### Set problem 1
In the storm surge passage, what maximum surge did the gauge at Eagle Point record?
### Set problem 2
From the storm surge passage, extract everything from "Storm surge levels" down to "landfall (Figure 8).".

### Text provided
• • • •
Storm surge levels on Galveston Island and on the west side of Galveston Bay are
estimated to be between 10 and 15 ft. Here, too, several NOS tide gauges failed, although the gauge at Eagle Point on the west side of Galveston Bay recorded a maximum surge of 11.48 ft. The highest inundation, of at least 10 ft, occurred on the bay side of Galveston Island, the coast of mainland Galveston County, as well as over Apffel Park at the northern tip of Galveston Island where Ike made landfall (Figure 8).
• • • •
### Entries supplied

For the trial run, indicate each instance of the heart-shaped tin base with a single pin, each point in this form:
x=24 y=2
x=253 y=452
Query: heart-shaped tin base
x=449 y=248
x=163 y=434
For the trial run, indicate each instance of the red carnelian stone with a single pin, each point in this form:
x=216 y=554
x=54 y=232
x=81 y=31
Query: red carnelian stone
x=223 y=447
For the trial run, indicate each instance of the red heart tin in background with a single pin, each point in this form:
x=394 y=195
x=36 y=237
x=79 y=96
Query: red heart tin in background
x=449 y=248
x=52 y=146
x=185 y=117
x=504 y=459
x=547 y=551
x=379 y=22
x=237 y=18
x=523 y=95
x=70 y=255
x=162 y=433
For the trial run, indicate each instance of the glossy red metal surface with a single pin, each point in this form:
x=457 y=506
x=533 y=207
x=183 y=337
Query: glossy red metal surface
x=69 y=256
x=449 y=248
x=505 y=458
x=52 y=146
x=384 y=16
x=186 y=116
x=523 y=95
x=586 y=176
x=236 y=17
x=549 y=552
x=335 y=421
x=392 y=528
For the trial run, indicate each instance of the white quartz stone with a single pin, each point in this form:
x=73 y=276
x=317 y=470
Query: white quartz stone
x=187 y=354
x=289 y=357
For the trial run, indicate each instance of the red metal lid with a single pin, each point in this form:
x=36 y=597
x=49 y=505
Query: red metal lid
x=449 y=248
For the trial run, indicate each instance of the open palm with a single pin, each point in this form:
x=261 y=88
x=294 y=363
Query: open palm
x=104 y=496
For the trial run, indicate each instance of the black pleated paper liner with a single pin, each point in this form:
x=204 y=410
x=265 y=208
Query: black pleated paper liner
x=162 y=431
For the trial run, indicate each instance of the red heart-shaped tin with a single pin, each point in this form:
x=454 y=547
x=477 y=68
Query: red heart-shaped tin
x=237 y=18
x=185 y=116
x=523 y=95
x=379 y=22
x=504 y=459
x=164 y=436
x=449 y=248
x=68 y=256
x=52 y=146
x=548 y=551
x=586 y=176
• • • •
### Written solution 1
11.48 ft

### Written solution 2
Storm surge levels on Galveston Island and on the west side of Galveston Bay are
estimated to be between 10 and 15 ft. Here, too, several NOS tide gauges failed, although the gauge at Eagle Point on the west side of Galveston Bay recorded a maximum surge of 11.48 ft. The highest inundation, of at least 10 ft, occurred on the bay side of Galveston Island, the coast of mainland Galveston County, as well as over Apffel Park at the northern tip of Galveston Island where Ike made landfall (Figure 8).